* **課題の指示**: 下のリスト全体を、列名「入力」「出力」の2列のCSVに変換してください。指示の文1つにつき1行とし、指示の文とその答えをそれぞれ二重引用符で囲んだ1つのフィールドに入れ、改行はスペースに置き換えてください。

* **課題データ**:

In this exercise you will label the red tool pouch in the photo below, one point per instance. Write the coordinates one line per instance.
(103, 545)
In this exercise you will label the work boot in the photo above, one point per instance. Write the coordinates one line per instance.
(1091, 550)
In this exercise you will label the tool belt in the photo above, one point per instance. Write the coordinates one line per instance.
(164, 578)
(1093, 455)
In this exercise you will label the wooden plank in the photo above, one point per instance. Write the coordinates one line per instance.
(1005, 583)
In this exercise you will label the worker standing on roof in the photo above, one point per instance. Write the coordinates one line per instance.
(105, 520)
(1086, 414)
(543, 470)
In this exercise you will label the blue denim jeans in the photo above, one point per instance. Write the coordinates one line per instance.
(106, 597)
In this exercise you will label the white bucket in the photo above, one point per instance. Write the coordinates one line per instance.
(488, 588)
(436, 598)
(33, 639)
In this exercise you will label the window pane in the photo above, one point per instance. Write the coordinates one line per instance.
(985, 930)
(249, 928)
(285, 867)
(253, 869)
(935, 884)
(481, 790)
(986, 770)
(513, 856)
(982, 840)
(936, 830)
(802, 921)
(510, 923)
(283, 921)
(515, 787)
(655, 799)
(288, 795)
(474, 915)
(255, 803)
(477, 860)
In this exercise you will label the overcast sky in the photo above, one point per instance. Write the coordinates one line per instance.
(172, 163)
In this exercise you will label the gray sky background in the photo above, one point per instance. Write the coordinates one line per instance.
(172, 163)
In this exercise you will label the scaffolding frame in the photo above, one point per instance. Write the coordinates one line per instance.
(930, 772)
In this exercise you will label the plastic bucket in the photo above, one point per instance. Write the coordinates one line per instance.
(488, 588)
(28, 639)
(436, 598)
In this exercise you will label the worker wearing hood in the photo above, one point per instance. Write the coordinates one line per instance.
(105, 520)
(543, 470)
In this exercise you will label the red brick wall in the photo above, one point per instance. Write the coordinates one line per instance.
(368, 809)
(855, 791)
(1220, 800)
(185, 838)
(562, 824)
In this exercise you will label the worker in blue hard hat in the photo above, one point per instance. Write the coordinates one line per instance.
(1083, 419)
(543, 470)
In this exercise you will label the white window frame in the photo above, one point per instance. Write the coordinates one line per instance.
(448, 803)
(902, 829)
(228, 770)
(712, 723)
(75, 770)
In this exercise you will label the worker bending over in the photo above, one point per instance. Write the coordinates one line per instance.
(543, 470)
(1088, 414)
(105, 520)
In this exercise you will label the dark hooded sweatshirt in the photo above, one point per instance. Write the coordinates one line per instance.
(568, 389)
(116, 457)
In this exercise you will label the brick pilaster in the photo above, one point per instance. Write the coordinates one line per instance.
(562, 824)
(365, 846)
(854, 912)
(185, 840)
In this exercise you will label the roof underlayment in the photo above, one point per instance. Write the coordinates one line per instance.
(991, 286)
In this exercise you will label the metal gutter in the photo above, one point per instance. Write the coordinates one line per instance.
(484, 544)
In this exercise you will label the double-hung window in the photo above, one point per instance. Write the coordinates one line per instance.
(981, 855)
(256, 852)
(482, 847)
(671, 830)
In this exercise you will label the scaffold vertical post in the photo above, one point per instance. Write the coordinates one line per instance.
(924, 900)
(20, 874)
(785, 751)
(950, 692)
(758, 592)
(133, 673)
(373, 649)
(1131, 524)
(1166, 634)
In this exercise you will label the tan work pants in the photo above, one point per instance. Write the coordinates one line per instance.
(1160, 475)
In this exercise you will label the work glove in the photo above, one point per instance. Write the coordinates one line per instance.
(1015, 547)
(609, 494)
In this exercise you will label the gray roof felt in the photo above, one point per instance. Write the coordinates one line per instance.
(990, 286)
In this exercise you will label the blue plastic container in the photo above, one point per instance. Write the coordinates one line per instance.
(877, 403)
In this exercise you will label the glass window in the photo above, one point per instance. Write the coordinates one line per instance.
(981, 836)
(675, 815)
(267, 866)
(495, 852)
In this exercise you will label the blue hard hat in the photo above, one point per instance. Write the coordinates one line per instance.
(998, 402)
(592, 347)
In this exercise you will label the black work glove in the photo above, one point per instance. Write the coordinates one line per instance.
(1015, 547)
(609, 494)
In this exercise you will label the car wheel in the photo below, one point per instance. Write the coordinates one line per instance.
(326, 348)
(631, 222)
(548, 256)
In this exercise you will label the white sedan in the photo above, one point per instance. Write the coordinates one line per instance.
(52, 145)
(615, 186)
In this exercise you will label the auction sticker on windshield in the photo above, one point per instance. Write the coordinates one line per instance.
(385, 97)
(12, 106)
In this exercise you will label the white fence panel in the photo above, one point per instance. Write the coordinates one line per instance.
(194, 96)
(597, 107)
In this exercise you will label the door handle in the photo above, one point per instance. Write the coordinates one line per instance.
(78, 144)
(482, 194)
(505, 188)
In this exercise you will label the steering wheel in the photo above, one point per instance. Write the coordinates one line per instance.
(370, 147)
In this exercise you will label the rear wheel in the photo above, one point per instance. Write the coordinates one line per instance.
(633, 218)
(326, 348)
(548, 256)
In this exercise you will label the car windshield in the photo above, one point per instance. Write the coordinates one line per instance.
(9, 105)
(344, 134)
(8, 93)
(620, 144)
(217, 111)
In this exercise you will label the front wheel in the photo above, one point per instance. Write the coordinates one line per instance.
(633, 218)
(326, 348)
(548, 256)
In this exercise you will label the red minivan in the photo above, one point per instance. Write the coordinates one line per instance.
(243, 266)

* **解答**:
入力,出力
"In this exercise you will label the red tool pouch in the photo below, one point per instance. Write the coordinates one line per instance.","(103, 545)"
"In this exercise you will label the work boot in the photo above, one point per instance. Write the coordinates one line per instance.","(1091, 550)"
"In this exercise you will label the tool belt in the photo above, one point per instance. Write the coordinates one line per instance.","(164, 578) (1093, 455)"
"In this exercise you will label the wooden plank in the photo above, one point per instance. Write the coordinates one line per instance.","(1005, 583)"
"In this exercise you will label the worker standing on roof in the photo above, one point per instance. Write the coordinates one line per instance.","(105, 520) (1086, 414) (543, 470)"
"In this exercise you will label the blue denim jeans in the photo above, one point per instance. Write the coordinates one line per instance.","(106, 597)"
"In this exercise you will label the white bucket in the photo above, one point per instance. Write the coordinates one line per instance.","(488, 588) (436, 598) (33, 639)"
"In this exercise you will label the window pane in the photo above, one point per instance. Write the coordinates one line per instance.","(985, 930) (249, 928) (285, 867) (253, 869) (935, 884) (481, 790) (986, 770) (513, 856) (982, 840) (936, 830) (802, 921) (510, 923) (283, 921) (515, 787) (655, 799) (288, 795) (474, 915) (255, 803) (477, 860)"
"In this exercise you will label the overcast sky in the photo above, one point per instance. Write the coordinates one line per instance.","(172, 163)"
"In this exercise you will label the gray sky background in the photo above, one point per instance. Write the coordinates one line per instance.","(172, 163)"
"In this exercise you will label the scaffolding frame in the photo above, one point per instance. Write the coordinates one line per instance.","(930, 772)"
"In this exercise you will label the plastic bucket in the photo above, one point per instance. Write the coordinates one line per instance.","(488, 588) (28, 639) (436, 598)"
"In this exercise you will label the worker wearing hood in the photo above, one point per instance. Write the coordinates one line per instance.","(105, 520) (543, 470)"
"In this exercise you will label the red brick wall in the photo above, one point per instance. Write the coordinates one line per instance.","(368, 809) (855, 791) (1220, 800) (185, 838) (562, 824)"
"In this exercise you will label the worker in blue hard hat in the photo above, one point per instance. Write the coordinates one line per instance.","(1083, 419) (543, 470)"
"In this exercise you will label the white window frame in the photo above, one point per instance. Write the coordinates one line per instance.","(448, 803) (902, 829) (228, 770) (712, 723) (75, 770)"
"In this exercise you will label the worker bending over in the photo above, one point per instance. Write the coordinates one line per instance.","(543, 470) (1088, 414) (105, 520)"
"In this exercise you will label the dark hooded sweatshirt in the photo above, one point per instance. Write the coordinates one line per instance.","(568, 389) (116, 457)"
"In this exercise you will label the brick pilaster in the photo above, one point per instance. Write the coordinates one line per instance.","(562, 824) (365, 846) (854, 912) (185, 840)"
"In this exercise you will label the roof underlayment in the photo above, one point per instance. Write the coordinates one line per instance.","(991, 286)"
"In this exercise you will label the metal gutter in the photo above, one point per instance. Write the coordinates one line per instance.","(484, 544)"
"In this exercise you will label the double-hung window in the photo above, one point per instance. Write the coordinates one line per instance.","(981, 855) (256, 852) (482, 847) (671, 830)"
"In this exercise you will label the scaffold vertical post in the photo above, one point per instance. Write the coordinates one line per instance.","(924, 900) (20, 874) (785, 751) (950, 692) (758, 592) (133, 673) (373, 649) (1131, 524) (1166, 634)"
"In this exercise you will label the tan work pants in the photo above, one point per instance. Write the coordinates one line per instance.","(1160, 475)"
"In this exercise you will label the work glove in the photo above, one point per instance. Write the coordinates one line per instance.","(1015, 547) (609, 494)"
"In this exercise you will label the gray roof felt in the photo above, one point per instance. Write the coordinates one line per instance.","(990, 286)"
"In this exercise you will label the blue plastic container in the photo above, one point per instance. Write the coordinates one line per instance.","(877, 403)"
"In this exercise you will label the glass window in the photo above, one point per instance. Write the coordinates one line per instance.","(981, 836) (675, 815) (267, 866) (495, 852)"
"In this exercise you will label the blue hard hat in the photo above, one point per instance. Write the coordinates one line per instance.","(998, 402) (592, 347)"
"In this exercise you will label the black work glove in the photo above, one point per instance. Write the coordinates one line per instance.","(1015, 547) (609, 494)"
"In this exercise you will label the car wheel in the photo below, one point per instance. Write the coordinates one line per instance.","(326, 348) (631, 222) (548, 256)"
"In this exercise you will label the white sedan in the photo above, one point per instance. Write the coordinates one line per instance.","(52, 145) (615, 186)"
"In this exercise you will label the auction sticker on windshield in the photo above, one point per instance. Write the coordinates one line per instance.","(385, 97) (12, 106)"
"In this exercise you will label the white fence panel in the photo above, one point per instance. Write the coordinates one line per instance.","(194, 96) (597, 107)"
"In this exercise you will label the door handle in the photo above, one point per instance. Write the coordinates one line per instance.","(78, 144) (482, 194) (505, 188)"
"In this exercise you will label the steering wheel in the photo above, one point per instance. Write the coordinates one line per instance.","(370, 147)"
"In this exercise you will label the rear wheel in the photo above, one point per instance. Write the coordinates one line per instance.","(633, 218) (326, 348) (548, 256)"
"In this exercise you will label the car windshield in the photo above, one point per instance. Write the coordinates one line per instance.","(9, 105) (344, 134) (8, 93) (620, 144) (217, 111)"
"In this exercise you will label the front wheel in the photo above, one point per instance. Write the coordinates one line per instance.","(633, 218) (326, 348) (548, 256)"
"In this exercise you will label the red minivan in the photo above, one point per instance. Write the coordinates one line per instance.","(243, 266)"